## Object position labeling entries
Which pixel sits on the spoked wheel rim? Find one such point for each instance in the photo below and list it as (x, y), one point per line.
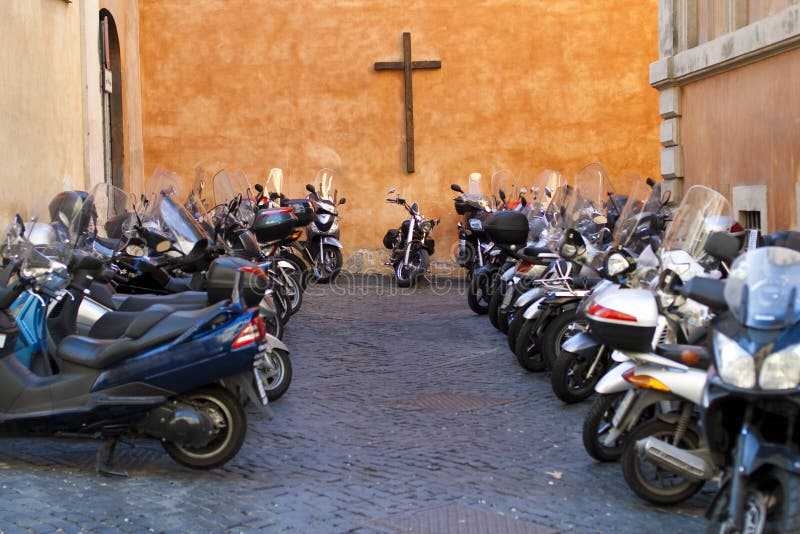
(657, 477)
(326, 264)
(273, 374)
(222, 418)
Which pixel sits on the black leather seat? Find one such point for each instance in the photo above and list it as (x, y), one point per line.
(154, 328)
(187, 300)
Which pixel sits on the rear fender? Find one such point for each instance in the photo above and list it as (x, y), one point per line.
(612, 381)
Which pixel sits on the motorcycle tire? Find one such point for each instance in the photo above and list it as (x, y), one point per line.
(635, 469)
(568, 376)
(417, 265)
(514, 327)
(527, 349)
(597, 423)
(301, 269)
(232, 430)
(558, 329)
(479, 292)
(277, 379)
(495, 302)
(325, 270)
(781, 489)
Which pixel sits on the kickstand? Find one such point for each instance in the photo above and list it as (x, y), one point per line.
(105, 457)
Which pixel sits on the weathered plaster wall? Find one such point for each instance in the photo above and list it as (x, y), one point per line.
(126, 16)
(762, 102)
(41, 141)
(525, 85)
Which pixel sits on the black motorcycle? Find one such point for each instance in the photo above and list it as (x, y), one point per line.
(410, 245)
(751, 404)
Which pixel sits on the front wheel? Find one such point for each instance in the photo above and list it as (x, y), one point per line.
(480, 291)
(649, 481)
(327, 267)
(230, 427)
(598, 423)
(407, 274)
(772, 504)
(277, 372)
(574, 376)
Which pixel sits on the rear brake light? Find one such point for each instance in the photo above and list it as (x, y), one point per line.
(523, 267)
(254, 332)
(258, 271)
(644, 381)
(607, 313)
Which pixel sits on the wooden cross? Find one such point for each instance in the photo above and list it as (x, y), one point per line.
(407, 66)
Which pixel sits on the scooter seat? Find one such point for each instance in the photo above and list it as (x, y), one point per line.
(187, 300)
(103, 353)
(690, 355)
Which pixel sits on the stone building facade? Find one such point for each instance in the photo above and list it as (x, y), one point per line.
(728, 76)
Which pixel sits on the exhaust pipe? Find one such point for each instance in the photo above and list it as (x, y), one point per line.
(675, 459)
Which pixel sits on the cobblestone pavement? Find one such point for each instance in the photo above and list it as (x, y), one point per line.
(367, 439)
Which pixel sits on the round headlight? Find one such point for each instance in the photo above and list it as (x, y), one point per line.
(735, 365)
(781, 370)
(616, 263)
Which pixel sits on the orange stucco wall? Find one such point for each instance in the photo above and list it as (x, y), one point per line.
(524, 85)
(742, 127)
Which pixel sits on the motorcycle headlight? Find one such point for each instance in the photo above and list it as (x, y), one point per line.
(735, 365)
(616, 264)
(781, 370)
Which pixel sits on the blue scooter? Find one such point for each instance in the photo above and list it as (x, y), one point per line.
(177, 376)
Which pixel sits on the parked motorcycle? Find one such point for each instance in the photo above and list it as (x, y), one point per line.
(411, 245)
(178, 377)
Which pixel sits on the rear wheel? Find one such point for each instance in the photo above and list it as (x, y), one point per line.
(558, 330)
(570, 376)
(407, 274)
(527, 348)
(326, 268)
(649, 481)
(597, 424)
(230, 427)
(277, 373)
(772, 504)
(479, 292)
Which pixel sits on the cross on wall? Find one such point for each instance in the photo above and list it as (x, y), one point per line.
(407, 66)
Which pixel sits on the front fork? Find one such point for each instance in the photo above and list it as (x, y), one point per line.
(409, 240)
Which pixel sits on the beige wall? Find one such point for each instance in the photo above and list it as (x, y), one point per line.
(41, 139)
(524, 84)
(743, 128)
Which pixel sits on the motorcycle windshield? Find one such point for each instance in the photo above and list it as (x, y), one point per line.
(505, 185)
(762, 288)
(546, 184)
(43, 244)
(642, 203)
(233, 187)
(586, 209)
(702, 212)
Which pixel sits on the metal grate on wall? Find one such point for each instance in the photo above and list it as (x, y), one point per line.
(751, 220)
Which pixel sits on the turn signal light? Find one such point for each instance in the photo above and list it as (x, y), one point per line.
(607, 313)
(254, 332)
(644, 381)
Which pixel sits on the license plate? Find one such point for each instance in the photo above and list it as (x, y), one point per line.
(258, 379)
(622, 411)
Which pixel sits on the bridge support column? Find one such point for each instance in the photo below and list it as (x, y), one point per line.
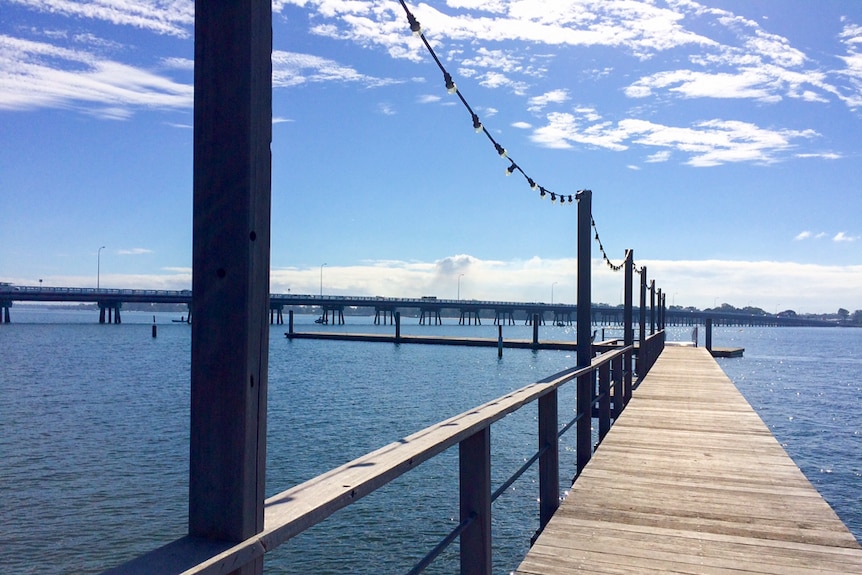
(109, 312)
(276, 314)
(708, 342)
(433, 314)
(467, 317)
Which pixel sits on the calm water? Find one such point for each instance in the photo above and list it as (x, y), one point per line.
(94, 436)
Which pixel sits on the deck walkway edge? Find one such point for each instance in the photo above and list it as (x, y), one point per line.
(690, 480)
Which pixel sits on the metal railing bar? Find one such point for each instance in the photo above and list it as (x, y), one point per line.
(517, 475)
(440, 547)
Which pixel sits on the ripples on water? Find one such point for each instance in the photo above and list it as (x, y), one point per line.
(95, 434)
(806, 384)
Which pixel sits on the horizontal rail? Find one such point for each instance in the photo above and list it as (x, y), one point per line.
(295, 510)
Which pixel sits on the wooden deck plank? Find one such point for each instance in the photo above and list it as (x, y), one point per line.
(690, 480)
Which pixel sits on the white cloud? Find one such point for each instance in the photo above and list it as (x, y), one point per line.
(658, 157)
(706, 143)
(538, 103)
(108, 88)
(168, 17)
(843, 237)
(293, 69)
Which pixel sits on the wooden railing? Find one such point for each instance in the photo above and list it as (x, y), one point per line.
(606, 384)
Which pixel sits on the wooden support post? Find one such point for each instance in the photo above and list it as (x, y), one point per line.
(652, 307)
(230, 258)
(475, 479)
(397, 327)
(708, 342)
(584, 347)
(628, 321)
(549, 461)
(604, 400)
(535, 330)
(618, 377)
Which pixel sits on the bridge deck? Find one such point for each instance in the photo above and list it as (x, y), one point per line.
(690, 480)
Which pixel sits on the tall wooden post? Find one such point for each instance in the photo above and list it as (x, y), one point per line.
(628, 322)
(642, 326)
(549, 461)
(474, 456)
(652, 307)
(230, 258)
(585, 385)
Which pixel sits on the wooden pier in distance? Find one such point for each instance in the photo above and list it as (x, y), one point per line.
(690, 480)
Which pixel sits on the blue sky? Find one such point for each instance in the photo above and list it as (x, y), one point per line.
(721, 141)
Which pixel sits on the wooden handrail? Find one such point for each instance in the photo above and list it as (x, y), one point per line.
(297, 509)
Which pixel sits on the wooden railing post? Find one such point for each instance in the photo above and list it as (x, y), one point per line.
(618, 376)
(642, 326)
(604, 400)
(628, 321)
(583, 427)
(549, 461)
(475, 478)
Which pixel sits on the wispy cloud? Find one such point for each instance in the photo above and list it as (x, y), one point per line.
(538, 103)
(83, 80)
(294, 69)
(843, 237)
(169, 17)
(706, 143)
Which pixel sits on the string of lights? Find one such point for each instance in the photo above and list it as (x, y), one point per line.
(610, 264)
(479, 127)
(452, 88)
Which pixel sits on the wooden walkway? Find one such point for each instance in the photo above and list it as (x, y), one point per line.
(690, 480)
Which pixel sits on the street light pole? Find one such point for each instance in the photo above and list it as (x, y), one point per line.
(321, 279)
(99, 265)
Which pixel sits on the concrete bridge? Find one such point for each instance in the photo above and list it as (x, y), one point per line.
(427, 309)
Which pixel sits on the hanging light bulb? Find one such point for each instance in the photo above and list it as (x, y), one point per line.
(450, 85)
(415, 27)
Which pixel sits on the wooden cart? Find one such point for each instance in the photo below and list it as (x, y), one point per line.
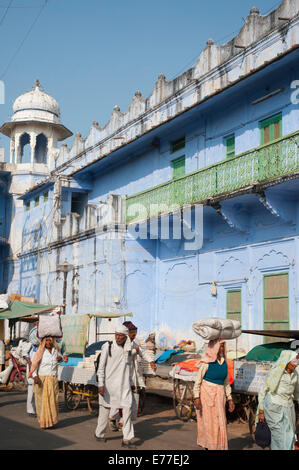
(78, 385)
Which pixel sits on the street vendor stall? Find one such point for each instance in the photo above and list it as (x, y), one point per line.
(251, 371)
(16, 311)
(79, 378)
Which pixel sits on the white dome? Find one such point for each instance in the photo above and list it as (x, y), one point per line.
(36, 105)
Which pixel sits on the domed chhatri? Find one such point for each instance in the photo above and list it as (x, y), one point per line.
(36, 105)
(34, 130)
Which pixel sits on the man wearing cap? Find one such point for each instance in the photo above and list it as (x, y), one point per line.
(115, 381)
(138, 379)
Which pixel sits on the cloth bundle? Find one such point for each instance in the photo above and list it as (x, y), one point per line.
(4, 301)
(217, 328)
(50, 325)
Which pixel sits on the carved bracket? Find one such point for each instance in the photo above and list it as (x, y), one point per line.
(230, 218)
(278, 208)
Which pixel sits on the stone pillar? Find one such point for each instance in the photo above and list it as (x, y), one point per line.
(32, 145)
(12, 149)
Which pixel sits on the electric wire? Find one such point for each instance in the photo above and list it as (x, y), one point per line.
(24, 39)
(6, 11)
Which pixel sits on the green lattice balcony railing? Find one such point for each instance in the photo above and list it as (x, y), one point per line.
(264, 163)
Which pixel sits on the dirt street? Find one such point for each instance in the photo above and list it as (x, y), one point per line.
(157, 429)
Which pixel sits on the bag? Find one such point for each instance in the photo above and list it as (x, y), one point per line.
(262, 435)
(217, 328)
(49, 325)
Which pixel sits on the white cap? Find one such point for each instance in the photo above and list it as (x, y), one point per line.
(120, 328)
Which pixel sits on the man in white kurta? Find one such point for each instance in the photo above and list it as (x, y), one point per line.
(115, 382)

## Exercise brief
In the listing above, find the line with "Which pixel sits on the street vendor" and set down that line and all after it exactly, through the final line.

## Final result
Which pixel sits on the street vendor stall? Find one such point for each instance in the photo above and list it as (x, y), one point per line.
(251, 371)
(16, 311)
(79, 378)
Which pixel sits on the white dome? Find one such point for each instance in the photo above and list it as (x, y), one point per line.
(36, 105)
Which pixel sits on the domed chhatri? Find one such point for each instance in the photo above and list it as (x, y), one point per line.
(36, 105)
(34, 130)
Which pixel sits on the man wearing cap? Find one such point for each instance in the photo above and list it as (x, y), one point per line.
(115, 381)
(138, 379)
Which pixel sits on the cloth bundle? Find one such point for each instance in the photo above and list it as (x, y), one point per line.
(4, 301)
(217, 328)
(50, 325)
Which pixel sits on the carved bracket? Find one such point for each instance in the photo above and list it as (x, y), one point per line.
(230, 218)
(278, 208)
Which pixel sits on the stone pillar? Find one such point for each instance in the photo above and list it as (x, y), one point per line.
(32, 145)
(12, 149)
Which pixel sits on the electric wire? Find one such point for each instance in the photo above and list it as (x, y), one point per line.
(24, 39)
(6, 11)
Which pixel sits on the green lattice balcony railing? Find one such point for each instance in the photo above and list it as (x, y), one point per line.
(264, 163)
Which pixel sits on the dirt street? Find one such point for each instance in the photo above and list it as (x, y), one point per line.
(157, 429)
Which pixel sits on the bag? Find one such point for each instance in the photo above and list it as (x, y), one point per line.
(262, 435)
(217, 328)
(49, 325)
Which pixel sits on the white cap? Find one such point for each instance in the photo above and list it as (x, y), one point per line.
(120, 328)
Which pixel sits on the man in white kurta? Find one such point for each instance in the photo above and list it as (x, y), one point per line.
(115, 382)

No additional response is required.